Source records
# # # # # # #
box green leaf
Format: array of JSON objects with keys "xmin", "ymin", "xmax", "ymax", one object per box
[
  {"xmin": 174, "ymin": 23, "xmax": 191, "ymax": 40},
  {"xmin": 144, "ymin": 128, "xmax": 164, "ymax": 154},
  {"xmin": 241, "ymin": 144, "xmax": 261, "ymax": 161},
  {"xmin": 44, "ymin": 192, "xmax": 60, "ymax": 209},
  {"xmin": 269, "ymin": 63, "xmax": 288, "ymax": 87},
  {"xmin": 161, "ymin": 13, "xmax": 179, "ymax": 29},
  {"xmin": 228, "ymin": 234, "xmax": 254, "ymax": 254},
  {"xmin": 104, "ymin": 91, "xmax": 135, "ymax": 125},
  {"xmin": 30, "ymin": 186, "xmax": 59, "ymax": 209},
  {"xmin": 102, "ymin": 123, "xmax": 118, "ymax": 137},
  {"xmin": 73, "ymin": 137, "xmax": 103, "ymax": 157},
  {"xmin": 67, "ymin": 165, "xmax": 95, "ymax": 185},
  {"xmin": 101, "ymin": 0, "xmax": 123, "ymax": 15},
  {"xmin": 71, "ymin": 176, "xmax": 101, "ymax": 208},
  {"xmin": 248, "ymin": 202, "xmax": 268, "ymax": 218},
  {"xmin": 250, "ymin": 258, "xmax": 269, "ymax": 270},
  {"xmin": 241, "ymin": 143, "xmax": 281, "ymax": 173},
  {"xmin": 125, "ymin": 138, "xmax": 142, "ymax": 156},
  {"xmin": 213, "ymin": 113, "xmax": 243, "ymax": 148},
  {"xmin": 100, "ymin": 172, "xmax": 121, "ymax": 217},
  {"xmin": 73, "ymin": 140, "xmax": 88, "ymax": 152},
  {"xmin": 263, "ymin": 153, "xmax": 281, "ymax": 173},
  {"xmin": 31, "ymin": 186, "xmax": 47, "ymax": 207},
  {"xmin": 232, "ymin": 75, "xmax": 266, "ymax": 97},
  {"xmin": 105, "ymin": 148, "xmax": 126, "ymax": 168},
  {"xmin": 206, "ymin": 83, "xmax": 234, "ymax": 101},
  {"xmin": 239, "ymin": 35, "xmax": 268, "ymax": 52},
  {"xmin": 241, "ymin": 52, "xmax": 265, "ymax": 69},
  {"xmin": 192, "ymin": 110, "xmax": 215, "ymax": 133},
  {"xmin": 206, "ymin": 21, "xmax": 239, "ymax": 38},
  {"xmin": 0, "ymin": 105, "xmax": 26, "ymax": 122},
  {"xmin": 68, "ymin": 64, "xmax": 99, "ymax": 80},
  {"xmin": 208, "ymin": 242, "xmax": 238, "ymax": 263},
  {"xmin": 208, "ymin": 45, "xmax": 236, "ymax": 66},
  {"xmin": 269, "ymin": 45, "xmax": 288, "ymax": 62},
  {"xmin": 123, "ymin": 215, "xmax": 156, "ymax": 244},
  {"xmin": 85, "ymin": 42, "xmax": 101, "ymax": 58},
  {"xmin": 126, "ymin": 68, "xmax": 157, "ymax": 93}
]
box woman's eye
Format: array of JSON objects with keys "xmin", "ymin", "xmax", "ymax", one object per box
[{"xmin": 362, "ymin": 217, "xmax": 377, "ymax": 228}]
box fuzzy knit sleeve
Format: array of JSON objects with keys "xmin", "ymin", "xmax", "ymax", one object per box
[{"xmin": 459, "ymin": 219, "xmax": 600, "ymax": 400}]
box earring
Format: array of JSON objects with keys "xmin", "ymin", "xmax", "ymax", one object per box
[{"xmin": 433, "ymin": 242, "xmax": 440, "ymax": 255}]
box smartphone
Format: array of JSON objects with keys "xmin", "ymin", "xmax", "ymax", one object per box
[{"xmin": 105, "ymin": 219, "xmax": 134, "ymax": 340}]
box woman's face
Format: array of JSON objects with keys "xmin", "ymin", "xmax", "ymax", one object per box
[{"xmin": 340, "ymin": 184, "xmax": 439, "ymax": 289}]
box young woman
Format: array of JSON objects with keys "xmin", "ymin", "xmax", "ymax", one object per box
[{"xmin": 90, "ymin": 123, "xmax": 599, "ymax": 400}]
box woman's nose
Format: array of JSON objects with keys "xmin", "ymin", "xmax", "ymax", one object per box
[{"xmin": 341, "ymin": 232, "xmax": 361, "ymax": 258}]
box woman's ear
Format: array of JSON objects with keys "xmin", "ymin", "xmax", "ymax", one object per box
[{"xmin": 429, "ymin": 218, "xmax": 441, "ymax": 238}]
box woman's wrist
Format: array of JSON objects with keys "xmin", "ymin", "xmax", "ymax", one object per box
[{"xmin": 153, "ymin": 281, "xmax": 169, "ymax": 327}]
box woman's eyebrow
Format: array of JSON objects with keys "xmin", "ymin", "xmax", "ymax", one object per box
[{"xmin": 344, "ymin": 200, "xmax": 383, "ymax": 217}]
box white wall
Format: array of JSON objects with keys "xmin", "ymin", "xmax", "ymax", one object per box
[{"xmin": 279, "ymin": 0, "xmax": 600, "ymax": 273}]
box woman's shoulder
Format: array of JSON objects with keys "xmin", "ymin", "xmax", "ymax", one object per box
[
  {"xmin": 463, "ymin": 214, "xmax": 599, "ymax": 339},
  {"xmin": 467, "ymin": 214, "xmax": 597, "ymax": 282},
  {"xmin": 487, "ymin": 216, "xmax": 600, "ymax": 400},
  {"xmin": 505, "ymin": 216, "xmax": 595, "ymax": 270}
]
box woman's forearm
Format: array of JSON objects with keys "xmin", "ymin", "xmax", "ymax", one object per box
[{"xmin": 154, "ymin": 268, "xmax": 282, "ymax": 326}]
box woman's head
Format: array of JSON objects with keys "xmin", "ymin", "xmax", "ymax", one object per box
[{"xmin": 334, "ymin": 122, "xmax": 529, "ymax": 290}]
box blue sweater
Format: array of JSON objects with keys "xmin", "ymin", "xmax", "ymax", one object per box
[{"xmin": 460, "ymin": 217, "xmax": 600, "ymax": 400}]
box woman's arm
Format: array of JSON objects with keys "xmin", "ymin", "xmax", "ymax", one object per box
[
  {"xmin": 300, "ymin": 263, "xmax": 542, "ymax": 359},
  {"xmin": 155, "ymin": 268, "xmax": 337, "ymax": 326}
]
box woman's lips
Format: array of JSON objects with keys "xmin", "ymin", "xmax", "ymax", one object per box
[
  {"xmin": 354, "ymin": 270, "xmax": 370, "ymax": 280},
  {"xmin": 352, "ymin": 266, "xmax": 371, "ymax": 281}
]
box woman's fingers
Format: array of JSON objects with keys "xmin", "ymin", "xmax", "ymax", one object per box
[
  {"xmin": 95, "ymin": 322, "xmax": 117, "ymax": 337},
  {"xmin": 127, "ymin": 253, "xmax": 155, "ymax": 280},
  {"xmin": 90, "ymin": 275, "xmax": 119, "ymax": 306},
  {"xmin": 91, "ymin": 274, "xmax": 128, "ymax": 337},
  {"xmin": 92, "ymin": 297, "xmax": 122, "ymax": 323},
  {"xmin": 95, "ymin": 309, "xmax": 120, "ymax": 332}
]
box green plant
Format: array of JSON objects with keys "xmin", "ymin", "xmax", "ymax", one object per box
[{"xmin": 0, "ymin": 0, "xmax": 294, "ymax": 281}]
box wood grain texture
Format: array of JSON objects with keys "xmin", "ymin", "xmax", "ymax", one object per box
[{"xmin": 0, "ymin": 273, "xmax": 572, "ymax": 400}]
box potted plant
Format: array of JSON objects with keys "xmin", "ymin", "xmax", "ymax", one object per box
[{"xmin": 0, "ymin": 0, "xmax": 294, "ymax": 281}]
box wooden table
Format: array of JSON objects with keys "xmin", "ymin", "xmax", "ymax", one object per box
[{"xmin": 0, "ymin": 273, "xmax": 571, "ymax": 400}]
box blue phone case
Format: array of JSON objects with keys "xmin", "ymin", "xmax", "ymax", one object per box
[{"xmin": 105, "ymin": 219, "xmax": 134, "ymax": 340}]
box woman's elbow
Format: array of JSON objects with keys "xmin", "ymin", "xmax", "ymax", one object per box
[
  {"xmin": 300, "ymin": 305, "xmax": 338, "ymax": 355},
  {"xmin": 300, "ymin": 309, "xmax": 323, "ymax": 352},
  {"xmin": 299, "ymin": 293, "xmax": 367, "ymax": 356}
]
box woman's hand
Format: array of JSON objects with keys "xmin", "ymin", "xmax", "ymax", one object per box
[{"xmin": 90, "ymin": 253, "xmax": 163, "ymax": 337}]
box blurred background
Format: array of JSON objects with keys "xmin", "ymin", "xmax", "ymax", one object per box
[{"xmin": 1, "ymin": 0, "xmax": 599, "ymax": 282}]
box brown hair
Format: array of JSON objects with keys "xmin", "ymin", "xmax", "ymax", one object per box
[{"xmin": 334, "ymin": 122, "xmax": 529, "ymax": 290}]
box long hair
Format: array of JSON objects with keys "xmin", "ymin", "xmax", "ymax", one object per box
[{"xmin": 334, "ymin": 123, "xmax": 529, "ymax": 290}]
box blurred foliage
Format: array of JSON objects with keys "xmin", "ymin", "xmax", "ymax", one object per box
# # # # # # #
→ What is being asked
With the line holding "box woman's ear" as the first and the line holding "box woman's eyebrow" as the last, set down that range of the entries above exactly, and nothing else.

→ Result of the exercise
box woman's ear
Format: array of JSON objects with keys "xmin", "ymin", "xmax", "ymax", one object per box
[{"xmin": 429, "ymin": 218, "xmax": 441, "ymax": 238}]
box woman's wrist
Format: array of JSON objects with keys "xmin", "ymin", "xmax", "ymax", one object per box
[{"xmin": 153, "ymin": 281, "xmax": 169, "ymax": 327}]
box woman's eyebrow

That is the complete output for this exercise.